# TEXT PASSAGE
=== Begin Enclosure ===

# fluval flora newbie first atempt picture heavy. a little advice?



## vnghost (Sep 21, 2012)

hi, ive had many aquariums as a kid and have experience with growing a wide range of plants and vegetables but this is my first attempt at merging the two hobbies together into a planted tank. i started with a fluval chi and fluval flora but had to shut the chi down so ended up with many fish in the flora. im currently experiencing some problems hoping the planted tank community can help. 

tank: fluval flora 7.9 gallons

equipment: ditched all orignal equipment. eheim 2215 (turned down), milwaukee co2 regulator on paintball tank 90bpm set on timer 1 hour before lights and off 1 hour before lights through a nano diffuser, 32 watt 6500k cfl in a zoomed mini deep dome reflector sitting 5 inches above water line on timer 10 hours a day. 

substrate: eco complete

fertilizer: seachem flourish dosing 1ml every other day.

flora: anubias on driftwood, hc, java moss, some kind of crypt, marimo ball, and an unknown plant. 

fauna: 5 neon tetras, 2 cardinal tetras, 5 rummy red nose tetras, 3 rasboras.
also have 3 zebra snails, 2 crs, 2 rcs, and had a blue shrimp that died this morning. 

started like this.









slowly comming together









got 2 here









tank as it sits today 9/21/12









plants









shrimp









equipment









tank has been running for about a month and fully planted for about 2 weeks. everything was going smooth up until the last couple days. my co2 bubble count shot up last night which seems to be known of these regulators, but looking at the fish, none seemed stressed at all. this morning i woke up to a dead blue shrimp, his body used to be all blue with a brown stripe but now has a big orange spot on his back. all my other shrimp are doing well at the moment. he was the largest shrimp, had him since the beggining of this whole experiment so im wondering what took place to bring him to his death. i thought about the co2 but everybody else is fine and none gasping. since then i turned the co2 down a little.

=== End Enclosure ===

# EXERCISE
Decide whether each statement agrees with the aquarium post above. Answer yes or no for each, quoting the words from the post that settle it. 1. The light is on a timer for 10 hours a day. 2. The tank has been fully planted for about a month. 3. The fertilizer is dosed every day.

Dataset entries
=== Begin Enclosure ===

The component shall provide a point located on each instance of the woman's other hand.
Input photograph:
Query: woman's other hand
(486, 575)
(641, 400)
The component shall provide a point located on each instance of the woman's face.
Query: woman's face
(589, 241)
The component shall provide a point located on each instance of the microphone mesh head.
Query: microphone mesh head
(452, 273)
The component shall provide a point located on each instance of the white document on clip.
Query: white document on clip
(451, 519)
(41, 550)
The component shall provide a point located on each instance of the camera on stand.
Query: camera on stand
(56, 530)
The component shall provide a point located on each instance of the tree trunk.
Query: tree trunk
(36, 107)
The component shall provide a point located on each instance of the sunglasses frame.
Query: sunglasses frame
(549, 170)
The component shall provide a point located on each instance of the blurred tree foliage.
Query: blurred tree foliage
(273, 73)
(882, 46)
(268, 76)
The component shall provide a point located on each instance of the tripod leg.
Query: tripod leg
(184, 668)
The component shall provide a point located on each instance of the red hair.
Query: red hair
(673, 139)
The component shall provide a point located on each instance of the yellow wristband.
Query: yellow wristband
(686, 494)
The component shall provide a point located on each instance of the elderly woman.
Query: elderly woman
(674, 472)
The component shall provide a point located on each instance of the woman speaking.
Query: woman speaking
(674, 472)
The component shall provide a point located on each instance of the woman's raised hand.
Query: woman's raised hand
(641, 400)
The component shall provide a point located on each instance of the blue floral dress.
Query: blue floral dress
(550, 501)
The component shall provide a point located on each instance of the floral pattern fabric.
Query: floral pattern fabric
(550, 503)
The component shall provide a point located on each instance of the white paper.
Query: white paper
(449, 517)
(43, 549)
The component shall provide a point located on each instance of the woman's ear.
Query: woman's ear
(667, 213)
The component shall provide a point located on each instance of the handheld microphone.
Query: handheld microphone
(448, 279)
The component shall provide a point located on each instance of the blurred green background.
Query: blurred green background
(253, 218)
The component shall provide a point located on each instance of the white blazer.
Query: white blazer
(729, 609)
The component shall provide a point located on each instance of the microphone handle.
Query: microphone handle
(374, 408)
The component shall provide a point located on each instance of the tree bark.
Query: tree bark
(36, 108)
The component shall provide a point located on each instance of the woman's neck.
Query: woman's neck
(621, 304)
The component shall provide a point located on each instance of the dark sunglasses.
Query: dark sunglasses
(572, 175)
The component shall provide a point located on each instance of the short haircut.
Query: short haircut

=== End Enclosure ===

# SOLUTION BELOW
1. Yes: "on timer 10 hours a day"
2. No: "fully planted for about 2 weeks"
3. No: "dosing 1ml every other day"